Skip to content

jsalt-coml/pyannote-database

 
 

Repository files navigation

pyannote-database

This package provides a common interface to multimedia databases and associated experimental protocol.

Installation

$ pip install pyannote.database

You can install database plugins separately, for instance, the ETAPE database plugin can be installed like that:

$ pip install pyannote.db.etape

A bunch of pyannote.database plugins are already available (search for pyannote.db on pypi)

However, you might want to add (and contribute) one for your favorite databases. See Custom protocols for details.

Databases & tasks

Installed databases can be discovered using get_databases:

>>> from pyannote.database import get_databases
>>> get_databases()
['Etape']

Any installed database can then be imported using one of the following:

# programmatically using "get_database"
>>> from pyannote.database import get_database
>>> database = get_database('Etape')
# directly using "import"
>>> from pyannote.database import Etape
>>> database = Etape()

Databases usually provide high level description when printed.

>>> print(database)
ETAPE corpus

Reference
---------
"The ETAPE corpus for the evaluation of speech-based TV content processing in the French language"
Guillaume Gravier, Gilles Adda, Niklas Paulson, Matthieu Carré, Aude Giraudel, Olivier Galibert.
Eighth International Conference on Language Resources and Evaluation, 2012.

● **Data excerpts**
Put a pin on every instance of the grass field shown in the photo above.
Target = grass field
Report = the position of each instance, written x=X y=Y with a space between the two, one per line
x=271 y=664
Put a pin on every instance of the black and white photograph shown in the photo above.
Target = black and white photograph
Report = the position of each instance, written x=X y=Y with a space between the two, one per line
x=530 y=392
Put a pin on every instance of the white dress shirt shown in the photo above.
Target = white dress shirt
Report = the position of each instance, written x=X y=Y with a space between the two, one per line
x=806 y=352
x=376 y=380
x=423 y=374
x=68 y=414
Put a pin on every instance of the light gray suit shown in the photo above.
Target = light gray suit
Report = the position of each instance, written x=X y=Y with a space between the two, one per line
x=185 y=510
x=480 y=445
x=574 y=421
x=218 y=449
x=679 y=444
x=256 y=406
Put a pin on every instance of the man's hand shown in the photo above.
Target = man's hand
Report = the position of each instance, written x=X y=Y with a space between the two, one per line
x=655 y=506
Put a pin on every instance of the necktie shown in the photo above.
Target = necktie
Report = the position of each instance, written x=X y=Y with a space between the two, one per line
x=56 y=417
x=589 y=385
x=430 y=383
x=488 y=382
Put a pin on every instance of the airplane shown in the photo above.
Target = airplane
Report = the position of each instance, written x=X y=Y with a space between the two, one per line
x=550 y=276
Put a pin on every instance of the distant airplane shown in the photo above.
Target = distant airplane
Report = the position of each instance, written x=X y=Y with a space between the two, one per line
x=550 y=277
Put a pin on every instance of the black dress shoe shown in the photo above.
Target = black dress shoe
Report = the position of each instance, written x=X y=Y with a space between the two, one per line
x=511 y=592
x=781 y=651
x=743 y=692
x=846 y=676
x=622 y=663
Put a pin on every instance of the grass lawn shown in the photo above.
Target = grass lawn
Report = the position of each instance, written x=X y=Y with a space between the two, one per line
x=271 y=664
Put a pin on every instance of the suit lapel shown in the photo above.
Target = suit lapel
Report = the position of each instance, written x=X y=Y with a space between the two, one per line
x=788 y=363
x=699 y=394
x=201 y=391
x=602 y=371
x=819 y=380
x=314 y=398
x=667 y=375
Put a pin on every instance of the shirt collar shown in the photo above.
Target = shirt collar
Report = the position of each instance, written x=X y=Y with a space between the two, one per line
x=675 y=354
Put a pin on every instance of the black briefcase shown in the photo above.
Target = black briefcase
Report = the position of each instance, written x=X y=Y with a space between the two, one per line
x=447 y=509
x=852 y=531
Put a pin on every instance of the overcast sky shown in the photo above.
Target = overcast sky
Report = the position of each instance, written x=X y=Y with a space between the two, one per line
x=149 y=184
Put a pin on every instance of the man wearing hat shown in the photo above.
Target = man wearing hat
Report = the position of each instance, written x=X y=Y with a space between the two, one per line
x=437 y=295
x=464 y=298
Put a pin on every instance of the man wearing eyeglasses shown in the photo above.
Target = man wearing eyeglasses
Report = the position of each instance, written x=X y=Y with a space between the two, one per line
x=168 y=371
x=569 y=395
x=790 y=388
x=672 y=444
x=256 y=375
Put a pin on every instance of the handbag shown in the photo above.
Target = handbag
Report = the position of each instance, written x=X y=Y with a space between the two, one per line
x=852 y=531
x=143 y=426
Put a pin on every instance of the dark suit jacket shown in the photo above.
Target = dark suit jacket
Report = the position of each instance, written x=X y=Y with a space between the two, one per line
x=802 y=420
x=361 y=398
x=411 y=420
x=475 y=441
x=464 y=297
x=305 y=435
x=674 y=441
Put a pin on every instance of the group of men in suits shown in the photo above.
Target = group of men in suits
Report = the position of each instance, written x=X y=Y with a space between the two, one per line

● **What the exercise asks**
Using the pyannote-database page, decide whether each statement agrees with it, answering yes or no and quoting the page's deciding words exactly. 1. The ETAPE plugin is installed with the command "pip install pyannote.db.etape". 2. Installed databases are discovered with the function get_database. 3. The ETAPE corpus reference comes from a conference held in 2011. Answer from the pyannote-database page alone.

● **Response to this task**
1. Yes: "$ pip install pyannote.db.etape"
2. No: "Installed databases can be discovered using get_databases"
3. No: "Eighth International Conference on Language Resources and Evaluation, 2012."